Data supplied section start

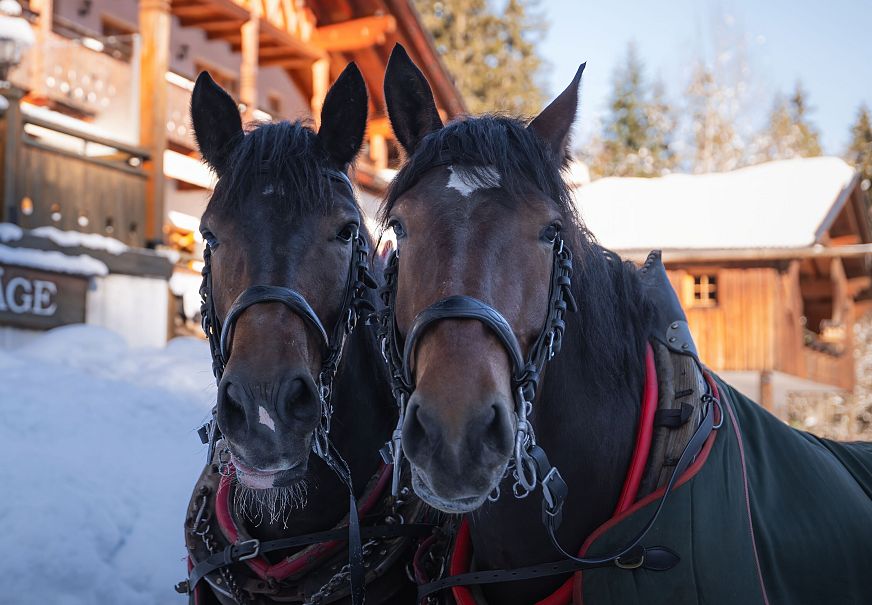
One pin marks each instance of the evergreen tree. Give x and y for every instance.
(717, 147)
(637, 135)
(860, 148)
(491, 56)
(789, 133)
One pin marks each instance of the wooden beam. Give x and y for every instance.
(43, 31)
(676, 256)
(154, 28)
(354, 34)
(320, 86)
(287, 63)
(248, 66)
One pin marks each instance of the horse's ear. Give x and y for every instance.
(554, 124)
(411, 107)
(217, 124)
(343, 117)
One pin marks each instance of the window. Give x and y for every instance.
(705, 290)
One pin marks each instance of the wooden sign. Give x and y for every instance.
(39, 300)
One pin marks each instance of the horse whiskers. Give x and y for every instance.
(272, 505)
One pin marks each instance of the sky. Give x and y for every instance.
(825, 45)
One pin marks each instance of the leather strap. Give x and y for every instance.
(658, 558)
(462, 307)
(265, 294)
(249, 549)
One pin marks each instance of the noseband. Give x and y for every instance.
(530, 462)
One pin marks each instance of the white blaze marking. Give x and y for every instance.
(264, 418)
(466, 185)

Data supplied section end

Your assignment.
In your copy of the entries above, keep the text exact and leave out the pictures.

Result.
One pin marks each instance of the evergreen tree. Give x and y for every instance.
(717, 147)
(637, 135)
(860, 148)
(491, 56)
(789, 133)
One pin marks each instance of the wooden beam. Give x and y for every instance.
(43, 31)
(676, 256)
(154, 28)
(354, 34)
(320, 86)
(287, 63)
(248, 66)
One pin marks each instance of the horse's ear. Give x and y for every instance.
(554, 124)
(411, 107)
(217, 124)
(343, 117)
One pin marks each instance of the window. Give x and y for every instance.
(705, 290)
One pin marks each instance of the wooden sign. Give x and y for every instance.
(39, 300)
One pin marks each instance of the horse whiskers. Give x and y for every instance.
(272, 505)
One pin marks each instance of the sky. Give x and y for every instance.
(825, 45)
One pin marks each instance of the leather strap. Give x and y for every instance.
(658, 558)
(462, 307)
(265, 294)
(249, 549)
One pin marks each instance of the noseband. Give x and y for every instance.
(530, 462)
One pin marks each instance of the white blaze marking. Give x and y for every instance.
(264, 418)
(466, 185)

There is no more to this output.